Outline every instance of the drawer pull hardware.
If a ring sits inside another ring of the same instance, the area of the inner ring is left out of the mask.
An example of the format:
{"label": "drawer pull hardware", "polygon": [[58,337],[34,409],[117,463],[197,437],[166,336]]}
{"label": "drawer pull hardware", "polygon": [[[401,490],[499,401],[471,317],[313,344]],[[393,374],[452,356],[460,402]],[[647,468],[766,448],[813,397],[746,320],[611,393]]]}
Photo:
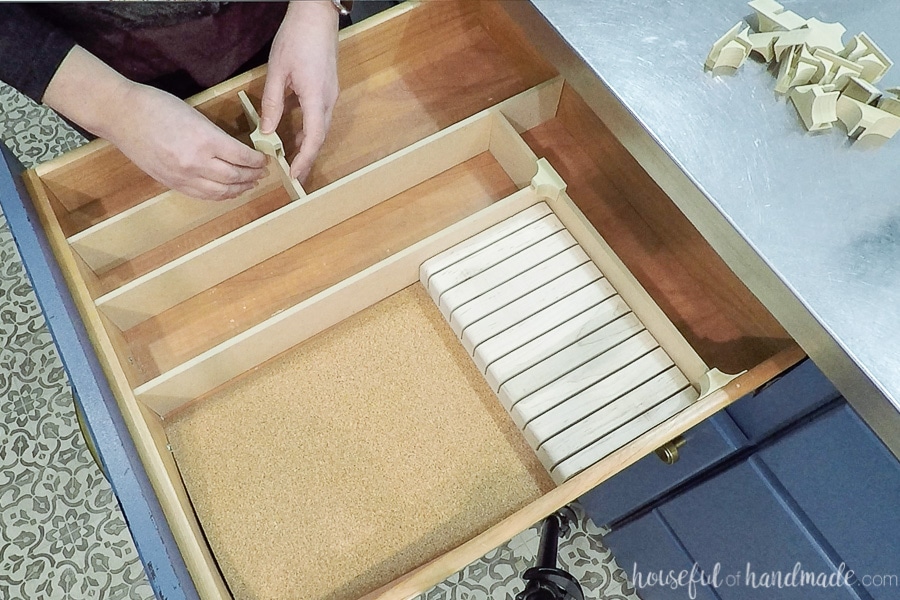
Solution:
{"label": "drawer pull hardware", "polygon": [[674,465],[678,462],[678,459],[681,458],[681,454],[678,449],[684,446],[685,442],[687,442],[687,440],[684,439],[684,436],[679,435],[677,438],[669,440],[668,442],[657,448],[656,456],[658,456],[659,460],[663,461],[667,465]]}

* _What this task involves_
Retype the entry above line for line, without any changes, and leave the picture out.

* _Response to the exercise_
Outline every instance of the drawer pull hardware.
If a ring sits inside another ring of the same instance, the area of the inner ring is left out of the mask.
An example of the format:
{"label": "drawer pull hardware", "polygon": [[58,337],[34,409],[117,463],[197,437],[166,336]]}
{"label": "drawer pull hardware", "polygon": [[[401,490],[499,401],[471,317],[313,344]],[[393,374],[452,356],[460,402]],[[647,468],[766,448],[813,397],[746,320],[611,393]]]}
Photo:
Solution:
{"label": "drawer pull hardware", "polygon": [[674,465],[678,462],[678,459],[681,458],[681,454],[678,449],[684,446],[685,442],[687,442],[687,440],[684,439],[684,436],[679,435],[677,438],[669,440],[668,442],[657,448],[656,456],[658,456],[659,460],[663,461],[667,465]]}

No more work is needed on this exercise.